Remembrance of places distant
December 4th, 2002
Kristan wanted to hike the Taylor Valley. They wouldn't let her do it unless someone who'd already done it once went with her.
Strange as it seems, that someone was me. And strange as it was to me, I remembered the way. When we came to blind corners, I remembered the decisions I made last year. I knew where it was going to be level, and where steep. The frozen puddles. The mummified seals.
Trudging through the alien landscape, I was the guide.
How is it I know my way though this place? This pernicious nothingness. This life. This ice.
The hike from Lake Bonney to Lake Hoare is about 12 miles. Hikers pass three glaciers. The final mile is over a blue-ice lake, so you need stabilicers to keep from slipping and bruising yourself.
We took four and a half hours. We really cruised.
"Stan" took a lot of pictures. She's doing a series on the dry valleys for her newspaper back home. Even with stopping for five minutes every so many hundred yards, we still got to Lake Hoare fast. That meant climbing a number of moraines. Fording frozen glacier moats. Climbing rocks. Slogging up hundred-foot high sand dunes that feel temperatures as cold as dry ice in the winter. Winds as strong as Hurricane Andrew.
We took a break next to a mummified seal, now dead some couple thousand years, its body preserved by the arid cold air.
I munched a Cadbury Energy bar. Stan ate the leftover Antarctic Cod from our Thanksgiving dinner.
"We're pretty lucky," one of us said. It doesn't matter which.

Point annotation dataset records:

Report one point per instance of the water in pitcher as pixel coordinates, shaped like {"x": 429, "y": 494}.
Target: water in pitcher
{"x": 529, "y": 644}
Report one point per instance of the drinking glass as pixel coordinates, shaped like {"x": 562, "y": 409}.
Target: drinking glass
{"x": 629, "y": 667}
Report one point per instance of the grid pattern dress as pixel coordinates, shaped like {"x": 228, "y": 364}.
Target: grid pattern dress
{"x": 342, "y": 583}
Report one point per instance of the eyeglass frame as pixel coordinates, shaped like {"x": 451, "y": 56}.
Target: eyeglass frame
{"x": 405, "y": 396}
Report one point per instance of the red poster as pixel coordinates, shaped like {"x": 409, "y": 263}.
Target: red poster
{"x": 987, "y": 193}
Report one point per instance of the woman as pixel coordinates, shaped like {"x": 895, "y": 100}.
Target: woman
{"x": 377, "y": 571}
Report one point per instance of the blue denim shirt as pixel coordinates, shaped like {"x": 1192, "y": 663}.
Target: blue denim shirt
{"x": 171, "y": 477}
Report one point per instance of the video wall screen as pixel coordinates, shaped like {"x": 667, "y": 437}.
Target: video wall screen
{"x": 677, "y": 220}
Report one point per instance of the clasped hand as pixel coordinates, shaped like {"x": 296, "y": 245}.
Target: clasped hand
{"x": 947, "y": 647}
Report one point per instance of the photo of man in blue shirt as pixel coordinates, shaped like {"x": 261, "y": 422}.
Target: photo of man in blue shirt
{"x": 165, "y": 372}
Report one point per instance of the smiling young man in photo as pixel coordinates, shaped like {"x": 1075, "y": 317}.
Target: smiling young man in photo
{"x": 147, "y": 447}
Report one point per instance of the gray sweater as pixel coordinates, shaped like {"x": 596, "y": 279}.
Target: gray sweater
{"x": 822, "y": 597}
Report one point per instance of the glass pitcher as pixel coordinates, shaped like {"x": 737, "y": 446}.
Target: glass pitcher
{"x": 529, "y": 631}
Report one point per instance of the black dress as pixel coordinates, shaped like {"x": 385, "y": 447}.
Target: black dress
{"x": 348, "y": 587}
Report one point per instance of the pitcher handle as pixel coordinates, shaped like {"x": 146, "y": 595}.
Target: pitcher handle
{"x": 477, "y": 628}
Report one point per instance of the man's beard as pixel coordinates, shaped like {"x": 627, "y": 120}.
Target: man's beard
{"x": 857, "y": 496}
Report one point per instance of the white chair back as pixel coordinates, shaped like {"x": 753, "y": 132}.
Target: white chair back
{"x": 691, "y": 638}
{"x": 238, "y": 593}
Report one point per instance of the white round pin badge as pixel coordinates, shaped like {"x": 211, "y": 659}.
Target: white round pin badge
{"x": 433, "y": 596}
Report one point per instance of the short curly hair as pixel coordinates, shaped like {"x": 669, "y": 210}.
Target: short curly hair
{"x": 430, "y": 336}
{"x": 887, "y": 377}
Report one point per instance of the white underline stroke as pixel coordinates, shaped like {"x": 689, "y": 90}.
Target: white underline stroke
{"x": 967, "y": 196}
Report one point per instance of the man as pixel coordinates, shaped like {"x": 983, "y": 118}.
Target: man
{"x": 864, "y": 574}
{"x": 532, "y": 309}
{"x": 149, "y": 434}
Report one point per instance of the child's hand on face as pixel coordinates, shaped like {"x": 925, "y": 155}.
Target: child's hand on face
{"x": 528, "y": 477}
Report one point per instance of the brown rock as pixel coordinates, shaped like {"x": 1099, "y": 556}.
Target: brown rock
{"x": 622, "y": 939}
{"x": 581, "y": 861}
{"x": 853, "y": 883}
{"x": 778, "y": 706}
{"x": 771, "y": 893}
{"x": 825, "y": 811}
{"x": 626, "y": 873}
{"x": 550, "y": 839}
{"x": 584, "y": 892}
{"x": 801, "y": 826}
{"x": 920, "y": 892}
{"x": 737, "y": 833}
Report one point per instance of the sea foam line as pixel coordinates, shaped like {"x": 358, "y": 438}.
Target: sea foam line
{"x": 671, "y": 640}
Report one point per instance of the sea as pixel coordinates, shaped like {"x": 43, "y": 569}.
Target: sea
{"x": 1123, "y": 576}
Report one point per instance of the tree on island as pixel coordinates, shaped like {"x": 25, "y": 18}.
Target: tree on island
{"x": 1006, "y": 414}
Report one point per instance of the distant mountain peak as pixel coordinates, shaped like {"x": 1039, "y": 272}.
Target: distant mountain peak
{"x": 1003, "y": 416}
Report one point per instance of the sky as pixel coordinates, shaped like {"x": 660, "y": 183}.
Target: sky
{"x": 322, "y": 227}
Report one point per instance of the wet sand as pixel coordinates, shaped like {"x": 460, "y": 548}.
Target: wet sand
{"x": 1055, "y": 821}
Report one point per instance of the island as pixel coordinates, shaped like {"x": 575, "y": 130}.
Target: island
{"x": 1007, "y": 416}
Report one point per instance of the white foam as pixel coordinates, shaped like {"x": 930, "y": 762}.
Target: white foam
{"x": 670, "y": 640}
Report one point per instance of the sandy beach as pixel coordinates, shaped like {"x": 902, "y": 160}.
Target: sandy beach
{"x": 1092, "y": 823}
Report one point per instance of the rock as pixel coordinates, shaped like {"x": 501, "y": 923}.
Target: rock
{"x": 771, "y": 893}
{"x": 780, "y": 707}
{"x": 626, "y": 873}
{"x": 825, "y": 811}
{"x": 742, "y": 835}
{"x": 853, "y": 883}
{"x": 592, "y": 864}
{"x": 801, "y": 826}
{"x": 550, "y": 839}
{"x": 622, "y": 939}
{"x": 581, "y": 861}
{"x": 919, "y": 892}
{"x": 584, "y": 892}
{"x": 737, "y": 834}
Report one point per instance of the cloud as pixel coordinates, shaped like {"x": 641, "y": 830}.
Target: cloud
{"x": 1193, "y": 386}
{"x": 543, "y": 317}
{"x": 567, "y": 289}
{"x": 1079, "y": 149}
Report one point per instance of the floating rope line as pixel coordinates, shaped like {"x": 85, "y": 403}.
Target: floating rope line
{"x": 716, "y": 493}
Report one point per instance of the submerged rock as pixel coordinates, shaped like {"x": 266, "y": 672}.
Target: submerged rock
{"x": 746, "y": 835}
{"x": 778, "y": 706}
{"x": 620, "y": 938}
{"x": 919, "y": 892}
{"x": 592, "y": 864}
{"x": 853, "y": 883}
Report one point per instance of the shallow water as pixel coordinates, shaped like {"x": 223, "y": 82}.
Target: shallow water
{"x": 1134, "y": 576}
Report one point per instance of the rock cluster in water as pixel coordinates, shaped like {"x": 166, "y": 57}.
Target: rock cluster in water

§ **OBJECTIVE**: Return the full Taylor Valley hike journal entry from above, reproducing every word and line of it without change.

§ **SOLUTION**:
Remembrance of places distant
December 4th, 2002
Kristan wanted to hike the Taylor Valley. They wouldn't let her do it unless someone who'd already done it once went with her.
Strange as it seems, that someone was me. And strange as it was to me, I remembered the way. When we came to blind corners, I remembered the decisions I made last year. I knew where it was going to be level, and where steep. The frozen puddles. The mummified seals.
Trudging through the alien landscape, I was the guide.
How is it I know my way though this place? This pernicious nothingness. This life. This ice.
The hike from Lake Bonney to Lake Hoare is about 12 miles. Hikers pass three glaciers. The final mile is over a blue-ice lake, so you need stabilicers to keep from slipping and bruising yourself.
We took four and a half hours. We really cruised.
"Stan" took a lot of pictures. She's doing a series on the dry valleys for her newspaper back home. Even with stopping for five minutes every so many hundred yards, we still got to Lake Hoare fast. That meant climbing a number of moraines. Fording frozen glacier moats. Climbing rocks. Slogging up hundred-foot high sand dunes that feel temperatures as cold as dry ice in the winter. Winds as strong as Hurricane Andrew.
We took a break next to a mummified seal, now dead some couple thousand years, its body preserved by the arid cold air.
I munched a Cadbury Energy bar. Stan ate the leftover Antarctic Cod from our Thanksgiving dinner.
"We're pretty lucky," one of us said. It doesn't matter which.